- [WRITTEN TASK]
Leave out every picture, then transcribe the rest of the listing exactly.

- [DATA RECORDS]
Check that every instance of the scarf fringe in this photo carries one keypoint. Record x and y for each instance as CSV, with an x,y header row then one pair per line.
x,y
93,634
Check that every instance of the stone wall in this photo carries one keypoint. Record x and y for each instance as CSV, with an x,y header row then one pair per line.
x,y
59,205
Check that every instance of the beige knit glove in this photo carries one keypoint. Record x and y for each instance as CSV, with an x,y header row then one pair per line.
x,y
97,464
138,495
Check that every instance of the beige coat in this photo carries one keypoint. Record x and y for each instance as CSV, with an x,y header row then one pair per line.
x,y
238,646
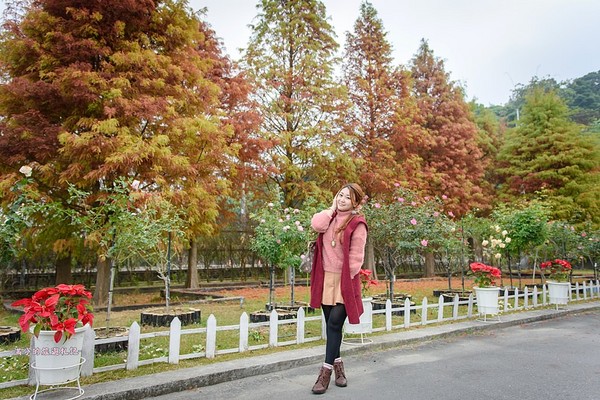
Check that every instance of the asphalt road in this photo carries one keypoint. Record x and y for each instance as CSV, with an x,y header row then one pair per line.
x,y
555,359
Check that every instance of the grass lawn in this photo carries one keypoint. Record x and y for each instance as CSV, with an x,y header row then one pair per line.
x,y
226,313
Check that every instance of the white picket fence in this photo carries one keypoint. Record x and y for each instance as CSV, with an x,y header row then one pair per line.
x,y
413,315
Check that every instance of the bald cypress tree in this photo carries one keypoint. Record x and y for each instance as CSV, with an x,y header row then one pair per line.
x,y
290,61
547,156
382,116
97,90
452,163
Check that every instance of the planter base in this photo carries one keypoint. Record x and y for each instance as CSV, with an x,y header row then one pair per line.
x,y
9,334
164,318
67,389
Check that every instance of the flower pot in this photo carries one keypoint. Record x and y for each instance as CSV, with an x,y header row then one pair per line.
x,y
365,324
57,363
487,300
558,292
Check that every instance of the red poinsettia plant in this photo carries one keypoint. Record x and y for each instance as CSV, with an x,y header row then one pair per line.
x,y
366,281
557,270
62,309
485,275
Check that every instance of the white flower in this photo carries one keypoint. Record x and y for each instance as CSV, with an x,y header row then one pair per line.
x,y
26,170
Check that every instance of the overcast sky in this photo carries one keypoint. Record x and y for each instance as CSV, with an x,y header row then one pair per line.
x,y
487,45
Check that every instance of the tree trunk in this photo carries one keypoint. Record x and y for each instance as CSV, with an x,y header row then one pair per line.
x,y
100,298
191,281
429,265
63,270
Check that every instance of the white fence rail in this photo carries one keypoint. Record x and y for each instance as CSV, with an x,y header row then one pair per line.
x,y
409,316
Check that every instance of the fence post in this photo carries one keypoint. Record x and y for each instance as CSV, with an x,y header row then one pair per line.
x,y
300,326
388,315
273,325
31,377
470,306
323,327
440,308
407,312
455,307
243,332
211,336
88,351
133,347
174,340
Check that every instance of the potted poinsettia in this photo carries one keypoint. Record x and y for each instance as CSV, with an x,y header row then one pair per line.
x,y
57,317
558,271
485,290
59,309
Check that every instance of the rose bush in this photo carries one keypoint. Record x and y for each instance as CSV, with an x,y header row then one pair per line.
x,y
558,270
366,281
485,275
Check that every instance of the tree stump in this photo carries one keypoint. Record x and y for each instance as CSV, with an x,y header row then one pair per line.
x,y
117,331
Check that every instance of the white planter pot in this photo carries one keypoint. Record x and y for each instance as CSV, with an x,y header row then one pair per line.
x,y
487,300
366,320
57,363
558,292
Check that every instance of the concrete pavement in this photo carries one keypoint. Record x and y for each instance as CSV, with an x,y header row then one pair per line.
x,y
189,378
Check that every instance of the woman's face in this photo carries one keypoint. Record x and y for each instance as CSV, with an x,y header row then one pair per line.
x,y
343,201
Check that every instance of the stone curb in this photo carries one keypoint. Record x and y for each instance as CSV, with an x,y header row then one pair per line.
x,y
206,375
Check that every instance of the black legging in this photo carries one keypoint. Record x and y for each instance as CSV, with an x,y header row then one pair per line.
x,y
334,320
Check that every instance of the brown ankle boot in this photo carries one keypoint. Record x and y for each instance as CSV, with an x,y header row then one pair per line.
x,y
340,375
322,382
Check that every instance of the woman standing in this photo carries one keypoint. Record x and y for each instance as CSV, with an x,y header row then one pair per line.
x,y
335,282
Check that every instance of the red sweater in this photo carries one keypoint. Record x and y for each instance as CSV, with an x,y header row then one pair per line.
x,y
351,288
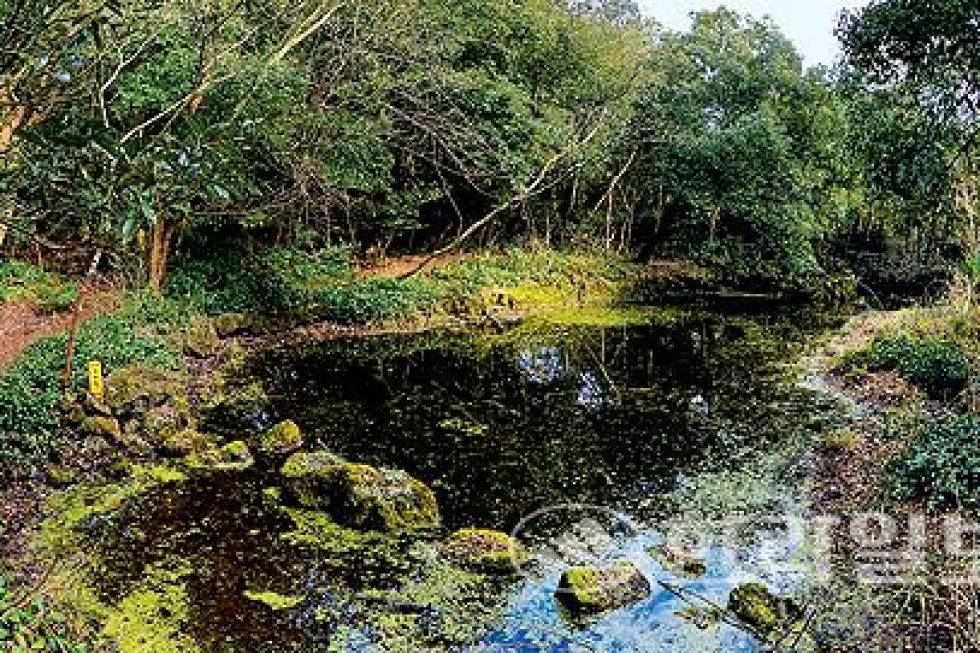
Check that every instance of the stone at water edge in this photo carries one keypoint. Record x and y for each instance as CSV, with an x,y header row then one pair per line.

- [ANSWER IN FULL]
Check that every instance of the scarf fringe in this photo carries one keypoint. Record x and y for each instance as CSV, with an x,y header row then one pair per line.
x,y
93,634
Check that every instance of the stone wall in this photo carries one keypoint. Record x and y for each instance as CSV, with an x,y header row then one pair per line.
x,y
59,205
Check that every instance of the beige knit glove in this photo carries one keypoint. Record x and y for each instance as CSV, with an x,y header row then one pair per line.
x,y
97,464
138,495
Check that every instance of the beige coat in this photo carries one keypoint. Record x and y for each instance as CSV, with an x,y header row then one pair per line.
x,y
238,646
Check that every instance of the asphalt road in this photo carries one keypoint. Record x and y for each instance as CSV, with an x,y header row then one pair per line.
x,y
555,359
Check that every instance of the grass lawn in this photo carries one keypoint. Record x and y for each instance as CSV, with an x,y header row then one pair per line.
x,y
226,313
Check that every instance of the white picket fence in this photo carries one keypoint. Record x and y for each instance as CSV, with an x,y header row then one pair per line.
x,y
413,315
Check that every instance of the bald cypress tree in this photo carries one keypoint. Record x and y for each instance as CSV, with an x,y header row then one pair per line.
x,y
290,61
547,156
382,116
97,90
452,163
Check that every instance of the planter base in this photo carries one keypoint. Record x and y for each instance as CSV, with an x,y header row then one pair per line.
x,y
9,334
164,318
67,389
Check that every instance of the flower pot in this photo carries one keypoint. Record x and y for each instance as CSV, with an x,y header row then one pair per line.
x,y
365,324
57,363
487,300
558,292
Check that every instance of the red poinsettia plant in this photo carries one keypoint. Record x and y for each instance as CSV, with an x,y header row then one pair per line.
x,y
366,281
557,270
62,309
485,275
Check that every instance of the white flower in this photo carries one keypoint. Record x and y for each instance as CSV, with an x,y header row then one pair per line.
x,y
26,170
Check that every instance of the overcast sky in this photo carries one keypoint. Record x and y for each instance as CSV, with an x,y header row then one pair per line.
x,y
487,45
Check that every instance of the tree trunk in this photo carries one keypoint. Record x and y for each instance as CSV, with an x,y header row then one pair per line.
x,y
100,298
191,281
429,265
63,270
Check that every instance of the white fence rail in this photo carries one keypoint. Record x and y for each instance as CSV, with an x,y header row then one pair per line.
x,y
409,316
Check that every instance of the fence post in this photo carries one keypoint. Record x and y for each instance as CSV, with an x,y header row then one pair per line.
x,y
300,326
388,315
273,325
31,377
470,306
323,327
440,308
407,312
455,307
243,332
211,336
88,351
133,347
174,340
Check that every instance of the potted poinsettia in this photo carries one keypoint. Record x and y for each instance as CSV, with an x,y header row then one pair per line.
x,y
57,317
558,271
485,290
59,309
Check that every instance of the rose bush in this photo carries one keypoint. Record x and y for each instance as CSV, with an x,y header row then one pair per line.
x,y
558,270
366,281
485,275
Check that every instance of the tree stump in this photo carries one keypoint. Record x and y for each instance as CSV, with an x,y header row then one pair per line.
x,y
117,331
Check that every instance of the white planter pot in this photo carries one keypoint. Record x and y for each instance as CSV, with an x,y header row then one pair per line.
x,y
487,300
366,320
57,363
558,292
Check that every instance of the concrete pavement in this photo carries one keypoint. Record x and y for each instance as CSV, with an x,y header row then one pair per line.
x,y
189,378
Check that every instance of the woman's face in this photo carries one keypoint. Record x and y for each instance as CSV, with an x,y header row then one pair per line.
x,y
343,201
Check that every instance of the stone curb in this photo carries one keypoint. Record x and y for each instance as CSV, with an x,y header row then one pair per line.
x,y
206,375
Check that every instance of the black legging in this photo carries one keypoint. Record x and y for each instance as CSV, with an x,y header row then one pair per line.
x,y
334,320
Check that every instance of the brown ankle boot in this photo carries one keypoint. Record x and y for each instance as CSV, with an x,y header row then one pair per line.
x,y
340,375
322,382
Check that every instance of the woman standing in this photo carries one keypoint. Record x and y for each instance as CSV, with an x,y header row then one pair per line.
x,y
335,282
Check that every instance of the red sweater in this photo carries one keypoint. Record x and y for each instance as CSV, with an x,y header row then one pair per line.
x,y
351,288
Check that every instance of the stone at water edge in this photo carries one keypoint. Record x and y for each instance as CSV, with an x,y header row then one pair per line.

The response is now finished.